### Task a
Answer these questions about the text on multiculturalism below:
(i) At which university does Ghassan Hage chair the anthropology department?
(ii) Under the multiculturalism contract, what must minority cultures extend to the general structure of the state?
(iii) What does the text call precarious?

Ghassan Hage, chair of the department of anthoropology at the University of Sydney, in this Friday’s AFR Review section (which I’ve only just read this morning), neatly and eloquently sums up much of what I’ve been clumsily trying to think and write my way to.

He brings in the following concepts:

1) the multiculturalism contract where the state extends recognition and support to the existence of minority cultural identities and practices but with the requirement that minority cultures extend attachment and commitment to the general structure of the state. He points out also that Australia creates culturally specific institutions to integrate cultural minorities into the political mainstream while using those institutions as a means of communication into cultural minorities through which data can be gathered and policies dessiminated.

2) this brings him to the difference between a multiculturalism of coexistence and a multiculturalism of interaction. Coexistence is not enough as mere tolerance is precarious. He makes the nice point that the ‘respect of other cultures’ is nothing more than an empty phrase if the respect is not based on interaction and communication, on true understanding that comes with dealing, communicating and negotiating with people from another culture. The implication of a multiculturalism of interaction is that it goes both ways, it is the responsibility of all parties to interact. Of course, the question is how. Institutions and policies only get so far but people will always choose where they live and who they socialise and interact with.

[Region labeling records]
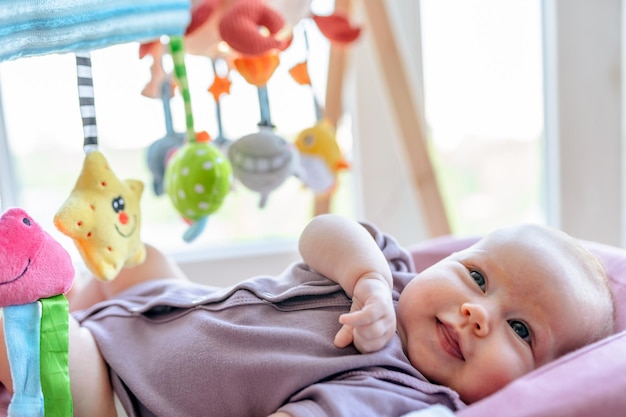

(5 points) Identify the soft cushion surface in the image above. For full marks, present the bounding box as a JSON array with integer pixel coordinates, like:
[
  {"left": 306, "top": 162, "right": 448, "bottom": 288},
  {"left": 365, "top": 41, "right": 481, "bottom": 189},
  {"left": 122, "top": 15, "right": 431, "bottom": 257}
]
[{"left": 410, "top": 237, "right": 626, "bottom": 417}]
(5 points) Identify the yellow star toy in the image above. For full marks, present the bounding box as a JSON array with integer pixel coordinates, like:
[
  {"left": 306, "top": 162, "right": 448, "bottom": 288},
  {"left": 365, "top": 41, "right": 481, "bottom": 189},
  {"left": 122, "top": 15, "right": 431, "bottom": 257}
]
[{"left": 54, "top": 151, "right": 146, "bottom": 281}]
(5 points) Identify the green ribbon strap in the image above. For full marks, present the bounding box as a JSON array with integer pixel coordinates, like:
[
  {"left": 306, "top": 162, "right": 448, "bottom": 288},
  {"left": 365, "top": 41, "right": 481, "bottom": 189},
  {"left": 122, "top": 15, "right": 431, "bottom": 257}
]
[{"left": 40, "top": 294, "right": 73, "bottom": 417}]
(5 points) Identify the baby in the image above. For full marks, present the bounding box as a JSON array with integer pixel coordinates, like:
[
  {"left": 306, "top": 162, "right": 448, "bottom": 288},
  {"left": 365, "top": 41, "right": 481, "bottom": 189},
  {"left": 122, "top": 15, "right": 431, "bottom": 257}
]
[{"left": 0, "top": 215, "right": 614, "bottom": 417}]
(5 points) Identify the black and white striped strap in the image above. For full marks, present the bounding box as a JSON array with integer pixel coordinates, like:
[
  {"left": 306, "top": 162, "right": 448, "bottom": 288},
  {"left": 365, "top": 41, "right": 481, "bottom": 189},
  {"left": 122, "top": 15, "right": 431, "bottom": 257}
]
[{"left": 75, "top": 52, "right": 98, "bottom": 153}]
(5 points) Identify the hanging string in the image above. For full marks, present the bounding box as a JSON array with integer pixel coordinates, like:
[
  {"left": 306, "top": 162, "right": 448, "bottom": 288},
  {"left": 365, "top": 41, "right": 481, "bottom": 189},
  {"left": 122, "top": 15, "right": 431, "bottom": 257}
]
[
  {"left": 302, "top": 22, "right": 323, "bottom": 121},
  {"left": 75, "top": 52, "right": 98, "bottom": 154},
  {"left": 170, "top": 36, "right": 196, "bottom": 142}
]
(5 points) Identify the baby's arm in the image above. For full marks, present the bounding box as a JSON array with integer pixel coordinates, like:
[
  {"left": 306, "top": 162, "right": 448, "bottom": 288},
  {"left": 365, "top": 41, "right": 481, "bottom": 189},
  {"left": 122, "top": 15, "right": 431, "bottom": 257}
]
[{"left": 299, "top": 214, "right": 396, "bottom": 352}]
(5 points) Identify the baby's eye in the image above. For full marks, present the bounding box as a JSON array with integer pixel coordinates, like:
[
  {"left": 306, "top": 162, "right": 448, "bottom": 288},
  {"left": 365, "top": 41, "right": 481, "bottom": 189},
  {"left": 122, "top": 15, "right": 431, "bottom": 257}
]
[
  {"left": 508, "top": 320, "right": 530, "bottom": 344},
  {"left": 470, "top": 271, "right": 487, "bottom": 292}
]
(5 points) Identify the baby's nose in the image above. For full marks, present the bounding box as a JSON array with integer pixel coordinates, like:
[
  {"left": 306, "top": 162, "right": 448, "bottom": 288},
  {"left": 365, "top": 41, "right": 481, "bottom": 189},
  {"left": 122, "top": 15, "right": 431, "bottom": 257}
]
[{"left": 461, "top": 303, "right": 489, "bottom": 337}]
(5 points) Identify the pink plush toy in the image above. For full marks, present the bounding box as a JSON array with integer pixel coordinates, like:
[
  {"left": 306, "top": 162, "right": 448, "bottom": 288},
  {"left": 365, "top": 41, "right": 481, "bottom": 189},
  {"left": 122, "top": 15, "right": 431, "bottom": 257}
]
[
  {"left": 0, "top": 208, "right": 74, "bottom": 416},
  {"left": 0, "top": 208, "right": 74, "bottom": 307}
]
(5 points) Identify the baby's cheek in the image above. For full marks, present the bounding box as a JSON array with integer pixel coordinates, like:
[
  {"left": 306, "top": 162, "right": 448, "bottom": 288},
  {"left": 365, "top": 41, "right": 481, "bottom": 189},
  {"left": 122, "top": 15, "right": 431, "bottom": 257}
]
[{"left": 456, "top": 342, "right": 533, "bottom": 403}]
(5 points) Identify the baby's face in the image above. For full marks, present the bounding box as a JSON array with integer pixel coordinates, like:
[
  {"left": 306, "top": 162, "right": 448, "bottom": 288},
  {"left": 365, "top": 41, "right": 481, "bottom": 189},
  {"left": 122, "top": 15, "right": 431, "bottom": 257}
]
[{"left": 398, "top": 226, "right": 602, "bottom": 403}]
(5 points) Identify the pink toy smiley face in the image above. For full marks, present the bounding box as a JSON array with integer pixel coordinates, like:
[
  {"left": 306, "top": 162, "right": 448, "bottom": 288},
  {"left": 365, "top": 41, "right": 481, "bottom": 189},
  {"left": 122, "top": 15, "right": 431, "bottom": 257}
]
[{"left": 0, "top": 208, "right": 74, "bottom": 307}]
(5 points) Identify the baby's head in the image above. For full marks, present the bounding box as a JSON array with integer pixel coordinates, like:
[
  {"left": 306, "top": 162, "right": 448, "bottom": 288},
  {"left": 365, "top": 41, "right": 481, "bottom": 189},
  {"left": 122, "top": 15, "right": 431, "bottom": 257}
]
[{"left": 398, "top": 225, "right": 614, "bottom": 403}]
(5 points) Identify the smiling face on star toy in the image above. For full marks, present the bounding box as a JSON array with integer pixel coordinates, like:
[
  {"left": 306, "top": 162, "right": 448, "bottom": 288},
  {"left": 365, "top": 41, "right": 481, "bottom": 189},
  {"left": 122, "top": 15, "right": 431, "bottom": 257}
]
[
  {"left": 54, "top": 151, "right": 146, "bottom": 281},
  {"left": 0, "top": 208, "right": 74, "bottom": 307}
]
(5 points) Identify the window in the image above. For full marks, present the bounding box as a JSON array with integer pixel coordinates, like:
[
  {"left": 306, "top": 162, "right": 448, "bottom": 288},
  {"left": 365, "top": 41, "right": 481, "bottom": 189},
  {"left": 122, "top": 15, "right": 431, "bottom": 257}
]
[
  {"left": 0, "top": 8, "right": 351, "bottom": 262},
  {"left": 421, "top": 0, "right": 546, "bottom": 234}
]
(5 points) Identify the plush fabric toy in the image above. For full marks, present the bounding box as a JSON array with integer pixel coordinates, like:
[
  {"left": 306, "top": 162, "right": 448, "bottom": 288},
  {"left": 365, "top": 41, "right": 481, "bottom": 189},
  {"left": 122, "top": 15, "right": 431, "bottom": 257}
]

### Task b
Identify every line of the records above that contains the string "plush", and copy each one. Case counts.

### Final result a
(i) The University of Sydney
(ii) Attachment and commitment
(iii) Mere tolerance

### Final result b
(5 points) Identify the pink plush toy in the image above. For full marks, present the bounding box as a JSON array with integer pixel coordinates, like:
(5 points) Identify the plush fabric toy in the image above. For full marks, present the bounding box as a JSON array with integer pixel coordinates, like:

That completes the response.